Task prompt >> Copy out each of the items below with no changes.

Entries shown >>

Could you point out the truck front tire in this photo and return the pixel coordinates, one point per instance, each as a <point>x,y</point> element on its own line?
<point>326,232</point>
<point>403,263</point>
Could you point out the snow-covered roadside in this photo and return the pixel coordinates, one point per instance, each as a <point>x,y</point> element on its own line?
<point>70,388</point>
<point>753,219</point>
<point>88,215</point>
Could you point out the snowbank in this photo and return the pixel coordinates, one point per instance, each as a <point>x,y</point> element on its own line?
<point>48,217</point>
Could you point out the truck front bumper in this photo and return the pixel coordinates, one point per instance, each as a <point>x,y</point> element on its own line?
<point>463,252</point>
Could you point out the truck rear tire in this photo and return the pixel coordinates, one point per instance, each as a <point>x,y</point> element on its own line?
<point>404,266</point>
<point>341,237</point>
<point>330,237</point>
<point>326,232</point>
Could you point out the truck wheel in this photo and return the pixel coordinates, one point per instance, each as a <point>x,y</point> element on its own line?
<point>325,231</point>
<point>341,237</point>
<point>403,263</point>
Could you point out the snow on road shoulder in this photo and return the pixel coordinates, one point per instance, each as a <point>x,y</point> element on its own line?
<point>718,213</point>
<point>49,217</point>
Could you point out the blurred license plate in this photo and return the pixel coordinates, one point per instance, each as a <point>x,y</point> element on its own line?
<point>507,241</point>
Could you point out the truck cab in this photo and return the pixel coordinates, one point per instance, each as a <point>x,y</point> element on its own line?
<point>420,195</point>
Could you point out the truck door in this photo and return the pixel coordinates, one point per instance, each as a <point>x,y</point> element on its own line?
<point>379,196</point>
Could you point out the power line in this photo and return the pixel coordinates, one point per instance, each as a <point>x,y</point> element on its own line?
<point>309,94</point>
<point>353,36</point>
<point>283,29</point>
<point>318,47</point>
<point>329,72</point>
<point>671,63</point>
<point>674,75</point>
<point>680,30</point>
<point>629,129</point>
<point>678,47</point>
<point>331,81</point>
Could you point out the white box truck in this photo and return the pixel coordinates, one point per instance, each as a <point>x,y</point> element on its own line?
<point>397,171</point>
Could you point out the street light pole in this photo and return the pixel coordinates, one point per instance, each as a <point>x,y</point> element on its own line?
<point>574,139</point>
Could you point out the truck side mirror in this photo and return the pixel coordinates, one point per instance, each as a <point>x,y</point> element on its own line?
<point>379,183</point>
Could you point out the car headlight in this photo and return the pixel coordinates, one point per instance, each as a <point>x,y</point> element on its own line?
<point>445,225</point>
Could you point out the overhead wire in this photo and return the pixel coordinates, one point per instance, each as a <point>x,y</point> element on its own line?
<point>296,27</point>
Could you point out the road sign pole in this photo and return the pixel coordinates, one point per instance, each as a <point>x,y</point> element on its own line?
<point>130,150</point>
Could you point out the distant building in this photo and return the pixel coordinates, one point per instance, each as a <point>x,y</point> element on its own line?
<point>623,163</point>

The completed task >>
Could you point out the truck front tire in this photo and return the pixel coordinates, one point per instance, each as a <point>x,y</point> element on its own line?
<point>326,232</point>
<point>403,263</point>
Could you point out the snow-covered roadside in this photo and return the pixel coordinates, one point per instance, each as a <point>x,y</point> element on its own line?
<point>70,388</point>
<point>753,219</point>
<point>88,215</point>
Could you point out the snowbank in this photo and return the pixel coordinates, one point per instance, each as a <point>x,y</point> element on its own line?
<point>48,217</point>
Could you point out the truck front bumper in this photo and return the pixel coordinates, one point per instance, each as a <point>x,y</point> element on its own line?
<point>463,252</point>
Could you point out the truck rear tire in this photo and return the pixel coordinates, one point per instance, each as a <point>x,y</point> element on its own line?
<point>404,266</point>
<point>341,237</point>
<point>330,237</point>
<point>326,232</point>
Could you point out the truck wheel in this photo and return the pixel coordinates, one point per instance, each as a <point>x,y</point> element on its own line?
<point>325,231</point>
<point>341,237</point>
<point>403,263</point>
Could you point out the snow on road shoulder in this photo and return the pixel coordinates, one point per instance, each as a <point>x,y</point> element on its own line?
<point>718,213</point>
<point>49,217</point>
Could you point out the blurred license plate in this photo and return the pixel coordinates, one point per instance, each as a <point>x,y</point> element on its own line?
<point>507,241</point>
Could you point out the truck cab in this photo and return the pixel coordinates, one point per instance, each as a <point>x,y</point> element on its own line?
<point>420,195</point>
Could you point out the truck door in this photo and return the pixel coordinates, one point per instance, each as a <point>x,y</point> element on its own line?
<point>379,196</point>
Could you point out the power line in this photo and return the pixel coordinates, one point per instance, each as a <point>x,y</point> element on its own line?
<point>309,94</point>
<point>353,36</point>
<point>283,29</point>
<point>318,47</point>
<point>329,72</point>
<point>671,63</point>
<point>674,75</point>
<point>680,30</point>
<point>629,129</point>
<point>678,47</point>
<point>331,81</point>
Could you point out the white box truck in this photo and return the pixel coordinates, one point per instance, each as a <point>x,y</point> element on its own line?
<point>397,171</point>
Could you point out the street light pole in this photo and return the pixel coordinates, one point per instance, each as a <point>x,y</point> element on its own line?
<point>574,139</point>
Could you point out the truck side mirror in this photo and return the pixel coordinates, one point per instance, each as a <point>x,y</point> element on its own line?
<point>379,183</point>
Could you point out the car headlight in this photo and return the pixel coordinates, one point per instance, each as a <point>x,y</point> element on its own line?
<point>445,225</point>
Could you point out the overhead wire in this photo and return the pixel coordinates, one point per instance, each as a <point>x,y</point> element on its own line?
<point>296,27</point>
Could you point out the road sign pole in this photo and return the pixel coordinates, one point per instance, each as a <point>x,y</point> element on its own line?
<point>130,150</point>
Could you point out the distant building in this photo and return the pixel coordinates, one point per instance, each as a <point>x,y</point> element on its own line?
<point>623,163</point>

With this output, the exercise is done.